▸ **WRITTEN TASKS**
1) Answer these about the post on the Superman Homepage caption contests:
(a) What web address does the post give for the Superman Homepage?
(b) In the winning caption from June 15, 2018, which city is named?
(c) In the September 2015 winning caption, what does Snyder say "this" is not?
2) Extend the post on the Superman Homepage caption contests, beginning right after its last line.

▸ **DOCUMENT TEXT**
----

This is kind of fun — there’s no prize involved, but I won the “Caption Contest” on the Superman Homepage several times 🙂 The Superman Homepage is THE site on the net for all things Superman: Comics, TV, Movies, and so much more. I can honestly say there is no better place on the web if you love Kal-El.
One of the monthly features (besides all the news, podcasts, reviews, comic book and movie news, and EVERYTHING about Superman and his world — far, far more) includes posting a silly Superman picture and inviting readers to post humorous captions.
Check out the site; it’s excellent.
http://www.supermanhomepage.com
September 24, 2020: Superman Homepage Caption Contest
Winner:
robertgillis:
Despite casting a zombie to play Superman, everyone on the internet still complained about the COSTUME being wrong.
I was also a runner-up!
Runners-Up:
robertgillis:
The CGI to erase Henry Cavil’s mustache keeps getting worse.
Winner, June 15, 2018:
robertgillis
In Argo City, this is casual Friday.
Runners-Up
robertgillis
Kara: “Nice Dress.”
Mon-El: “It’s a ceremonial robe.”
Kara: “Whatever!”
Winner: February 2018: Superman Homepage Caption Contest
robertgillis:
Kara: “I have to find my glasses otherwise the last four people on Earth will discover my secret identity!”
I was also runner up:
Runners-Up:
robertgillis:
Kara: “It can’t be! It can’t be!”
James: “What did you do, Kara?”
Kara: “It’s the Stay-Puff Marshmallow Man.”
Winner: July 27, 2017: Superman Homepage Caption Contest
robertgillis:
“Help me Obi-Wan Kenobi, you’re my only hope.”
robertgillis:
Bryan: “We have to do another take. Kate almost smiled.”
I was also runner up:
Runners-Up:
robertgillis:
Bryan: “People have waited 19 years for a NEW Superman movie so let’s put in as many references and dialogue to the first Superman movie as we can!”
Winner:
robertgillis:
We now know that this was actually Henry Kara Danvers.
Also a few runners-up that month!
robertgillis:
Clark: “I would love to play Superman on the new Supergirl show!”
Kara: “You have to wear the costume and cape.”
Clark: “Oh, then forget it.”
robertgillis:
Clark: “When I was young, it took a super-hero TEN YEARS to put on their costume and fly!”
Winner, September 2015:
robertgillis:
Shannon: “So I put my hand out and then the ray-beam comes out?”
Snyder: “For the last time, this is NOT Superman II!”
Also a runner-up that month:
robertgillis:
Zod: “I will find him!”
Superman: “Right here.”
Zod: “I will find him!”
Zod: “To your right. Here I am.”
Zod: “I will find him!”
Superman: “{Sigh}.”
Winner, June, 2015:
I was also a runner-up!

----

▸ **Location identification entries**
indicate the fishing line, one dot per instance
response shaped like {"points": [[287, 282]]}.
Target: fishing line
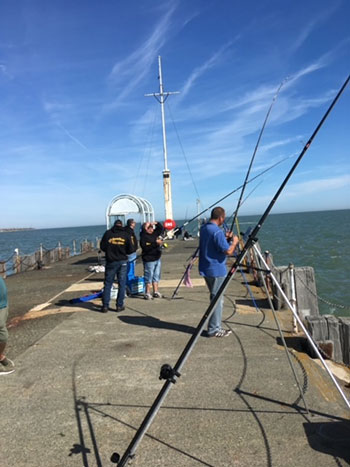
{"points": [[169, 374], [232, 192], [183, 152], [254, 153]]}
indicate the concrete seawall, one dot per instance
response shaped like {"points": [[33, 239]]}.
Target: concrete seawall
{"points": [[82, 388]]}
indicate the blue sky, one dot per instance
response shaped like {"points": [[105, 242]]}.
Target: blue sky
{"points": [[76, 129]]}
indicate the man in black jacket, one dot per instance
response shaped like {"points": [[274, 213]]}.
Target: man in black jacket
{"points": [[151, 243], [117, 245]]}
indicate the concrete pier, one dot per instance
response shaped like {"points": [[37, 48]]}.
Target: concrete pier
{"points": [[85, 380]]}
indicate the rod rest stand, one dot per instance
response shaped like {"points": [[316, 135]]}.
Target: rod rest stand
{"points": [[167, 372]]}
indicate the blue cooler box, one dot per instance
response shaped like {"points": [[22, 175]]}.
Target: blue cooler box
{"points": [[136, 285]]}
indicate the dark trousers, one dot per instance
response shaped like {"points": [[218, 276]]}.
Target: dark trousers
{"points": [[114, 268]]}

----

▸ **ANSWERS TO THE EXERCISE**
1)
(a) http://www.supermanhomepage.com
(b) Argo City
(c) Superman II

2)
robertgillis:
Clark: “So that’s a ham & cheese, extra mayo, an order of french fries, and a milk, please. Oh, and a big slice of pie.”
Lois: “Wow! Somebody struck it rich! That will run you almost 25 cents!”
Clark: “I love the 1950s.”
Winner, April 2015:
robertgillis:
Superman: “It’s not an S. On my planet it means sobriety.”
And this has only happened once before, I was also a runner up with:
robertgillis:
Lois: “Why, do I drink? Why, you ask why? Why does the phone ring whenever you’re in the bathtub? WHY is the most popular comic book character in the history of EVER surrounded by nincompoops who REBOOT him every six months?”
Winner, February 2015:
robertgillis:
Lois: “What’s the S stand for?”
Superman: “It’s not an S. On my world it means Stingy.”
Winner, September 2013:
robertgillis:
Batman: “I forgot how warm you are.”
robertgillis:
Superman II: The Mr. Mxyzptlk Cut
Runners-Up:
robertgillis:
Post-production on the film has wrapped, and Pink Floyd is working on the musical score.
August 2012 winner:
robertgillis:
Believe it or not, there was a time when comic book fans were considered NOT cool.
A runner up also 🙂
robertgillis:
Stan, Cartman, Kyle and Kenny go to Comic Con
May 2012 winner:
robertgillis:
Cop: “I dunno, from the looks of them I’ll bet ten dollars they’re from Los Angeles.”
A runner up also 🙂
robertgillis:
Superman: “Pink.”
Cop: “You’re making me uncomfortable.”
March 2012 winner:
robertgillis:
The “Adventures of Superman” drinking game: Drink every time they used stock footage. Drink whenever Jimmy does something foolish. Drink whenever Perry shays Grrat Ceasars ggghost. Drinkk wheneber Clark sez, “Now wait just a minute!” Drunk, I mean drink whenbber somebuddy shhots at sooperman. Drink when ever when ever they recyclelelel the plot fromanother eppysode. Drrinnnn need sleep mmmmmmm
December 2011 winner:
robertgillis:
“Mommy, mommy! Frisky was stuck in a tree! This dog swooped from the sky and ate him!”
Runners-Up:
robertgillis:
Superman Dog: “No, I just put on a pair of glasses and slick my ears back and I look like a completely different dog.”
robertgillis:
Unlike many fan-made Superman costumes, Nicholas Cage actually wears a uniform created from the blankets found in the spaceship that brought him to Earth.
robertgillis:
Post 1: The “S” is too small.
Post 2: “The cape is too thin.”
Post 3: “The belt is wrong.”
Moderator: “So THAT’s what having the Internet in the 1950s would have been like!”
robertgillis:
Jonathan: “Don’t feel guilty about the whole time-travel, exchanging my life for Lana. I’m sure you two kids are married and have started a family by now!”
Clark: “Yeahhh… Um, funny story…”
Runners-Up:
A special mention goes out to robertgillis for more REALLY GOOD captions.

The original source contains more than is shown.